EXCERPT PROVIDED:

Origins of Eyesight Discovered

By Nick Venable | Updated

This article is more than 2 years old

Back when I didn’t understand evolution all that much, one of the more intriguing aspects to me were those arguing against it based on the supposed unlikelihood of something so complicated as an eyeball being a product of evolutionary traits. Of course, I now realize how ridiculous it is to even consider that an argument instead of uninformed straw-grabbing, but the study into the origins of sight is very much an ongoing and interesting process, and we’re now able to see its past better than ever before.

According to a study posted in the Proceedings of the National Academy of Sciences, Dr. Davide Pisani of the University of Bristol’s School of Earth Sciences presented computer models that formed a timeline that could prove that the foundations of vision may have evolved as far back as 700 million years ago, earlier than previously believed. This presents the far less scientific argument that goes something like, “Why would anything grow eyeballs 700 million years ago? There wasn’t even anything to look at.”

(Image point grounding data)
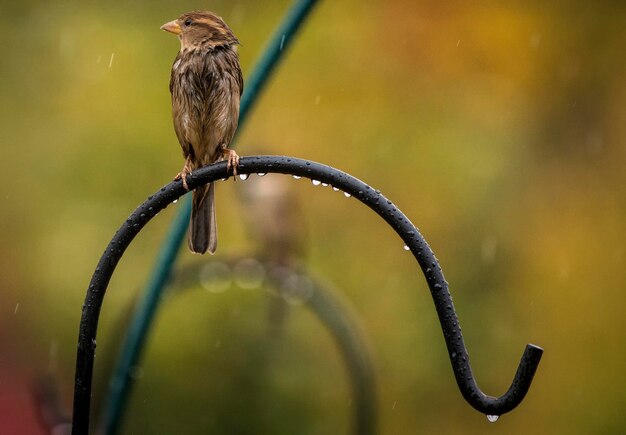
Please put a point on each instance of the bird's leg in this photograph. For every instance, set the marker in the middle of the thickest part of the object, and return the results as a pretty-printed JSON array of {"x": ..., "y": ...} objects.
[
  {"x": 232, "y": 158},
  {"x": 183, "y": 174}
]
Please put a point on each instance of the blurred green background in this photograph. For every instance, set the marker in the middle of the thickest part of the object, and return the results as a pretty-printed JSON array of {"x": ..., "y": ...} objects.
[{"x": 500, "y": 131}]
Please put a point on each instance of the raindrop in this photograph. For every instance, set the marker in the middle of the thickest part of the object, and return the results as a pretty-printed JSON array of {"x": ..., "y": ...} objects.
[{"x": 136, "y": 372}]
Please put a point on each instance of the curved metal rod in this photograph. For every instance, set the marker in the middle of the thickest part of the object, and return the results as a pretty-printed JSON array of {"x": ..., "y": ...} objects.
[{"x": 325, "y": 174}]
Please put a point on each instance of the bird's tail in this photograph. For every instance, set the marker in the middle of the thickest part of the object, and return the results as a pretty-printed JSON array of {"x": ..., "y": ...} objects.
[{"x": 203, "y": 228}]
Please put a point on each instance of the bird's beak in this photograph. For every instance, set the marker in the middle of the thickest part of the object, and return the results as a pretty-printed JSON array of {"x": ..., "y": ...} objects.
[{"x": 172, "y": 27}]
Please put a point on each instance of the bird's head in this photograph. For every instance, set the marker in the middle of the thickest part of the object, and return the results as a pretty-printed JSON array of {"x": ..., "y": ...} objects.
[{"x": 201, "y": 29}]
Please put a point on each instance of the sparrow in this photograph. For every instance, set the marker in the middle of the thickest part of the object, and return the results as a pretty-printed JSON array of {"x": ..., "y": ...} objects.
[{"x": 206, "y": 85}]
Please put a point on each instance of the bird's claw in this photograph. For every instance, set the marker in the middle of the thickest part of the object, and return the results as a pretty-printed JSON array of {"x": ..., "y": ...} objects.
[
  {"x": 232, "y": 160},
  {"x": 183, "y": 174}
]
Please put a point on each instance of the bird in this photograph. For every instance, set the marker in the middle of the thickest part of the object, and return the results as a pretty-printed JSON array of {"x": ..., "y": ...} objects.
[{"x": 206, "y": 84}]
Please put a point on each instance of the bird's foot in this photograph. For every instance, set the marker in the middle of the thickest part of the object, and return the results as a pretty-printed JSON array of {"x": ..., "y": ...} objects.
[
  {"x": 232, "y": 160},
  {"x": 183, "y": 174}
]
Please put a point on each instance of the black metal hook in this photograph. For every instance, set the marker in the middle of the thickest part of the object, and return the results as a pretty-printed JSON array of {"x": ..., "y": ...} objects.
[{"x": 324, "y": 174}]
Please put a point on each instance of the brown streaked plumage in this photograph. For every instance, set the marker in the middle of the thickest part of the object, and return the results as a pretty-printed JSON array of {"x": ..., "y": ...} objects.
[{"x": 206, "y": 86}]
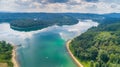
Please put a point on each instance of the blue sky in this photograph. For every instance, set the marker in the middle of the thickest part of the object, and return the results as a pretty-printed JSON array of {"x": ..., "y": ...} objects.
[{"x": 79, "y": 6}]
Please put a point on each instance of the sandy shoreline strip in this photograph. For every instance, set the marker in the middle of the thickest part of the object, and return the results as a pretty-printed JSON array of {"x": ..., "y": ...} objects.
[
  {"x": 72, "y": 56},
  {"x": 14, "y": 60}
]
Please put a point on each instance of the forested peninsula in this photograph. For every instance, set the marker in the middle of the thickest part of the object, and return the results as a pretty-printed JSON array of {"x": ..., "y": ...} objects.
[
  {"x": 28, "y": 24},
  {"x": 99, "y": 46}
]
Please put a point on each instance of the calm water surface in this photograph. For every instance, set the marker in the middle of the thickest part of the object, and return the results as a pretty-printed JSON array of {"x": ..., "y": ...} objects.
[{"x": 46, "y": 47}]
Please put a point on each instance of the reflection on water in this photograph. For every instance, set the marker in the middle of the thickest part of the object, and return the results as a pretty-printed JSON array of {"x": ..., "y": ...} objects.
[{"x": 46, "y": 47}]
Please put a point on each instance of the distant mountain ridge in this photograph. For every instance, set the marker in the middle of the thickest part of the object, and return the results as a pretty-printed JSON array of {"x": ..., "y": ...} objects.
[{"x": 18, "y": 20}]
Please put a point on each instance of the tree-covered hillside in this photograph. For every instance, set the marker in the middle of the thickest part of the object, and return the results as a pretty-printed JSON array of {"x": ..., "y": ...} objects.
[
  {"x": 5, "y": 54},
  {"x": 34, "y": 24},
  {"x": 99, "y": 46}
]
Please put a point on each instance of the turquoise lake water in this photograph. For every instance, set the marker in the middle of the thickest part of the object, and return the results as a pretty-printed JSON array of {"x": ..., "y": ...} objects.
[{"x": 46, "y": 47}]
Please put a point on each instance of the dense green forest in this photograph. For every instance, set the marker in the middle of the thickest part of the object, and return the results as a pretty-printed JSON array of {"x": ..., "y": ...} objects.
[
  {"x": 6, "y": 53},
  {"x": 99, "y": 46},
  {"x": 34, "y": 24}
]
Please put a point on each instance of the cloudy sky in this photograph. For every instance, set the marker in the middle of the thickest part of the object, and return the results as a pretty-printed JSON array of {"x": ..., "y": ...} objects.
[{"x": 79, "y": 6}]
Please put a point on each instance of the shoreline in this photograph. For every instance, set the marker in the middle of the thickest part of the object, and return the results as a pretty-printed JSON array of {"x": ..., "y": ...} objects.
[
  {"x": 14, "y": 60},
  {"x": 72, "y": 56}
]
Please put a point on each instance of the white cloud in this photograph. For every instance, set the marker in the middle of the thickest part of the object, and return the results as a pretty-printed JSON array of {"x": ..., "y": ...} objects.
[{"x": 80, "y": 6}]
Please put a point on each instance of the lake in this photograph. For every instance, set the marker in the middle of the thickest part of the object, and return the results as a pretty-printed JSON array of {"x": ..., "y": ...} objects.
[{"x": 46, "y": 47}]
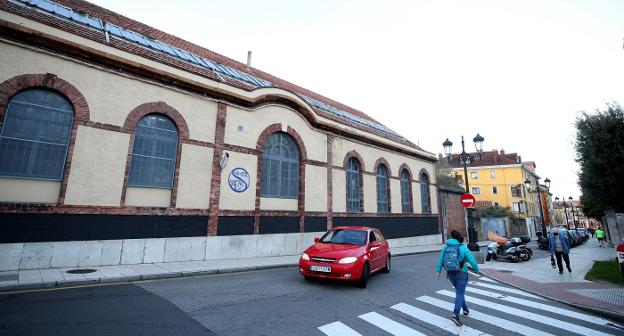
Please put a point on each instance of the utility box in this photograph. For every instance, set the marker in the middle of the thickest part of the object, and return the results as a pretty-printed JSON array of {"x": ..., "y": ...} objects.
[{"x": 620, "y": 253}]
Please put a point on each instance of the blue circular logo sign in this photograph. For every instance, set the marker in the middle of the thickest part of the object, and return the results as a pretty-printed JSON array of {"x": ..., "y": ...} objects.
[{"x": 239, "y": 179}]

LIST OF TASKS:
a - Answer these questions about the article on the origins of eyesight:
(i) Which body part does the author say was cited in arguments against evolution?
(ii) In which journal was the study posted?
(iii) How long ago may the foundations of vision have evolved, according to the computer models?
b - Resume the article on the origins of eyesight, starting right after its last sentence.

ANSWERS TO EACH TASK:
a -
(i) The eyeball.
(ii) The Proceedings of the National Academy of Sciences.
(iii) As far back as 700 million years ago.

b -
Opsins, not to be confused with the indie rap artist Hopsin for obvious reasons, are proteins in the retina that make up one of the visual pigments sensitive to light. Pisani, along with colleagues from the National University of Ireland Maynooth, performed a computational analysis that sorted through and tested every available hypothesis of opsin evolution. Included are all genomic data from all relevant animal histories, which probably just means “marine life and Cyclops.” The Oscarella carmela, a newly sequenced group of sponges, made the cut, as well as the Cnidarians, such as certain coral and jellyfish, which are thought to have developed the world’s earliest eyes.

So, now we know when we first saw the light. And because it was found to have originated in a common ancestor among all animal groups, there’s no reason for anyone to continue arguing that human eyes and bat eyes couldn’t possibly have come from the same place. Because they can, and they did.